§ **TEXT SHOWN**:
========

Cooking for me is a hobby, a relaxant, a way to connect to my past, and a way to try to get healthy foods into my family all at the same time. While there are some aspects about cooking that I am better at than others, it is a process that I have come to enjoy. Turning on my music, dancing around my kitchen like Tom Cruise in Risky Business, enjoying music and family while the evening meal comes together, and then explaining the food to the kids and watching them (and sometimes Brian) try to wiggle their way out of trying something I made.

Tonight, was a peaceful time for me as I am still healing from gallbladder surgery. Listening to Clair de Lune on Pandora, and making diner with my great-grandmother’s cast iron skillet. It nice to be back into my regular habits and off all the icky medications that come with surgery.

So, tonight we had spiced Italian sausage and lentil soup, fried deer (harvest by my middle daughter on our farm), roasted new potatoes, and we would have had roast broccoli but I forgot and left it in the oven too long…

Oh well.

I love my collection of cast iron skillets, Dutch ovens, and cook ware that I have had handed down through the generations. I can feel the love and care in each piece, even if I am not as good with fried foods as my forebears were.





We have a new twist on food at our home as well. I am having to learn how to cook for my oldest who is discovering that she needs to eat “Gluten free”. We have known for a while that she carries the genes that predispose her for celiac disease, and for the last several months she has complained that her “belly hurts”. It was a constant complaint. So, enter mom doctor experiment – go gluten free and lo and behold – less migraines and less complaining about her belly.

So, now we are learning gluten free, so tonight that means one batch of gluten free flour fried deer and one batch fixed the regular way with AP flour. I personally liked the gluten free batch better. And, the part about cooking that I don’t like – dishes, tonight that is the girls chore, so all in all a perfect evening.

So, new things mixed with old tonight here on the farm. Now time to listen to the first graders homework, if I can figure out the silly “Common core” stuff that passes for schoolwork these days.

========

Stored items:
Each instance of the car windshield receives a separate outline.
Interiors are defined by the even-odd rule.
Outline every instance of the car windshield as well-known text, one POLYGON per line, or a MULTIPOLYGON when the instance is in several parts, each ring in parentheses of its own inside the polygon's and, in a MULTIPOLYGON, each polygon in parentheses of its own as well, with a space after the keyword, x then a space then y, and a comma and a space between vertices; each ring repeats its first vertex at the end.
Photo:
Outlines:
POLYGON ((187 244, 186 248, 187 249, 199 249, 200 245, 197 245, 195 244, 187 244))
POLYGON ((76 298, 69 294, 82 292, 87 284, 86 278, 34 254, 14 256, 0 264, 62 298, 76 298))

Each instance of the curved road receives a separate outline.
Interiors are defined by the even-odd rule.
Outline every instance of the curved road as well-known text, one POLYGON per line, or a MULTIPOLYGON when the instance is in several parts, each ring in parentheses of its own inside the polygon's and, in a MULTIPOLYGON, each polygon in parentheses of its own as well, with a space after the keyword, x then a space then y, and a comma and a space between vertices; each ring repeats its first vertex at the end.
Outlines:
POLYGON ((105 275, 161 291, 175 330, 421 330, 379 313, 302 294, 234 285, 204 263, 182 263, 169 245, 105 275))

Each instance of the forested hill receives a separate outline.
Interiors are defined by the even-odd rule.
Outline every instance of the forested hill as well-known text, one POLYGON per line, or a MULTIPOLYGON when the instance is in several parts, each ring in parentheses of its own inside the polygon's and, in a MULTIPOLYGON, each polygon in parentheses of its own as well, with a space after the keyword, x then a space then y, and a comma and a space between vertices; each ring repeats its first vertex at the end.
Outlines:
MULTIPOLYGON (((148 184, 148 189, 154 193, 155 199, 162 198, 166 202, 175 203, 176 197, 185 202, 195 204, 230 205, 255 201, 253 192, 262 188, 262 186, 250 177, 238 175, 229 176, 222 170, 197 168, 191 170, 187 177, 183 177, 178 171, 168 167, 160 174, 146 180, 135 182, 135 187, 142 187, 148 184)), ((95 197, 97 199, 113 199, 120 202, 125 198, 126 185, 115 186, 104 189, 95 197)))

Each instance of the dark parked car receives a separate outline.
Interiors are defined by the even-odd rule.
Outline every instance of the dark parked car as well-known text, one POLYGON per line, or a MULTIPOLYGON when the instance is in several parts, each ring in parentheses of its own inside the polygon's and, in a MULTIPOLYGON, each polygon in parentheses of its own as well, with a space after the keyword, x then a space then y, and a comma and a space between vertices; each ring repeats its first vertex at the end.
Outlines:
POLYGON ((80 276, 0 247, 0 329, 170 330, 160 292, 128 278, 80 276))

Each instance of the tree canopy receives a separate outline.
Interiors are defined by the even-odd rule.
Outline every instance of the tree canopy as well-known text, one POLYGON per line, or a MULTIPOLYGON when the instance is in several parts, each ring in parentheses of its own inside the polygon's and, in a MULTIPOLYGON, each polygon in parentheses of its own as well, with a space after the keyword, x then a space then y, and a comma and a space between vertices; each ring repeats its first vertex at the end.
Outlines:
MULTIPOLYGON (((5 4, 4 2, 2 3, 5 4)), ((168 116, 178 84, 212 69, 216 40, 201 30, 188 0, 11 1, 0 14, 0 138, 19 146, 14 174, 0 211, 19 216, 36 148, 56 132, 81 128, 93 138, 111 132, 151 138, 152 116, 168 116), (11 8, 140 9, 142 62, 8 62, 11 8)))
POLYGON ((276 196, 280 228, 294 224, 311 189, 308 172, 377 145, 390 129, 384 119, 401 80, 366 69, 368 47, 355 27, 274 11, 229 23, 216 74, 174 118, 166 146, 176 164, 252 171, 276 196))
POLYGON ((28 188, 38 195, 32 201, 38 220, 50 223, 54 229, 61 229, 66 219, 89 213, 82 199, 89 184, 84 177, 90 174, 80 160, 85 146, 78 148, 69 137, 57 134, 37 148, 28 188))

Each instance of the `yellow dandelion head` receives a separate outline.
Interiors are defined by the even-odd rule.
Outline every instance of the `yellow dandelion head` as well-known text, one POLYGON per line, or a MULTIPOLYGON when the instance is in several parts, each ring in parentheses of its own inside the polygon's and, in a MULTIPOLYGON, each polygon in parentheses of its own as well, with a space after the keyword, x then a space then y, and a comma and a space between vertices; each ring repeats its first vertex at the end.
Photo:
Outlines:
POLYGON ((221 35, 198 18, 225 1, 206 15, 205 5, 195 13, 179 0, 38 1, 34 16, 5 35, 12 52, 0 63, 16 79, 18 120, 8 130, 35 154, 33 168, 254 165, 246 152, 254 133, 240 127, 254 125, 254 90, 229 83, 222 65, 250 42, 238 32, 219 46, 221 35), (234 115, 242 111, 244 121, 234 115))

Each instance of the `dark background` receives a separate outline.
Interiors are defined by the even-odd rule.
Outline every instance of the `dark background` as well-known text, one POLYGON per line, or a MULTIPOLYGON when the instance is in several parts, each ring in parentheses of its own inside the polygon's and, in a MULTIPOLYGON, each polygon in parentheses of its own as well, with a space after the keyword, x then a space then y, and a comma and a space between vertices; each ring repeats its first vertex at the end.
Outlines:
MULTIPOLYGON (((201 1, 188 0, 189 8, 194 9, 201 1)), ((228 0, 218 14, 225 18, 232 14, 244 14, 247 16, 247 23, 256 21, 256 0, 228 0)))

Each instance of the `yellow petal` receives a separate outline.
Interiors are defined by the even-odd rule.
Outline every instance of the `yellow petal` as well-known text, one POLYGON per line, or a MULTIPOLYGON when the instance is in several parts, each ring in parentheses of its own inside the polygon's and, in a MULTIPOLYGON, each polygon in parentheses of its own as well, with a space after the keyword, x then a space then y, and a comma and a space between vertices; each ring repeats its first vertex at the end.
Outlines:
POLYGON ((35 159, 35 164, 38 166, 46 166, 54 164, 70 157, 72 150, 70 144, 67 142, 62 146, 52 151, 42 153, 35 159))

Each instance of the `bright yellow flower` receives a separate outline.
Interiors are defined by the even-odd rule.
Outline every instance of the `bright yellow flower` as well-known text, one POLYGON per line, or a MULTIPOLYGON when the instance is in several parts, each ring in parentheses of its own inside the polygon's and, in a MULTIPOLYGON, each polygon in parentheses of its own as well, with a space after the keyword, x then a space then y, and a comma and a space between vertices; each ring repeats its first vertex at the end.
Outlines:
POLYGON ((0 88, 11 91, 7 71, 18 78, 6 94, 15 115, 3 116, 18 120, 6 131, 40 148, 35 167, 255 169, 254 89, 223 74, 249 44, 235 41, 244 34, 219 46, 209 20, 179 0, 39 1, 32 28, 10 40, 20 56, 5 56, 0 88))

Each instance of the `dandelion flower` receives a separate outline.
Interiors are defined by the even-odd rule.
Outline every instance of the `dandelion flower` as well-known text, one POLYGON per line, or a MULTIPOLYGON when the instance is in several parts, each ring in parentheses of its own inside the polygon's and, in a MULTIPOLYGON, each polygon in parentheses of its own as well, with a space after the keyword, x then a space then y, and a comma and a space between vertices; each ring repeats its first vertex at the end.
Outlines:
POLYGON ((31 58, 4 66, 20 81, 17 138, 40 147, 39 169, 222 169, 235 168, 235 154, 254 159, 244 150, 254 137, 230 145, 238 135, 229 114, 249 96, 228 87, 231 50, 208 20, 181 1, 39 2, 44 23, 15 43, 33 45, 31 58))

========

§ **EXERCISE GOAL**: Revise the part of the cooking post that opens with the words containing "We have a new" and closes with "a perfect evening.", changing "migraines" to "headaches". These entries were taken from a separate source.

§ **FINISHED TASK**:
We have a new twist on food at our home as well. I am having to learn how to cook for my oldest who is discovering that she needs to eat “Gluten free”. We have known for a while that she carries the genes that predispose her for celiac disease, and for the last several months she has complained that her “belly hurts”. It was a constant complaint. So, enter mom doctor experiment – go gluten free and lo and behold – less headaches and less complaining about her belly.

So, now we are learning gluten free, so tonight that means one batch of gluten free flour fried deer and one batch fixed the regular way with AP flour. I personally liked the gluten free batch better. And, the part about cooking that I don’t like – dishes, tonight that is the girls chore, so all in all a perfect evening.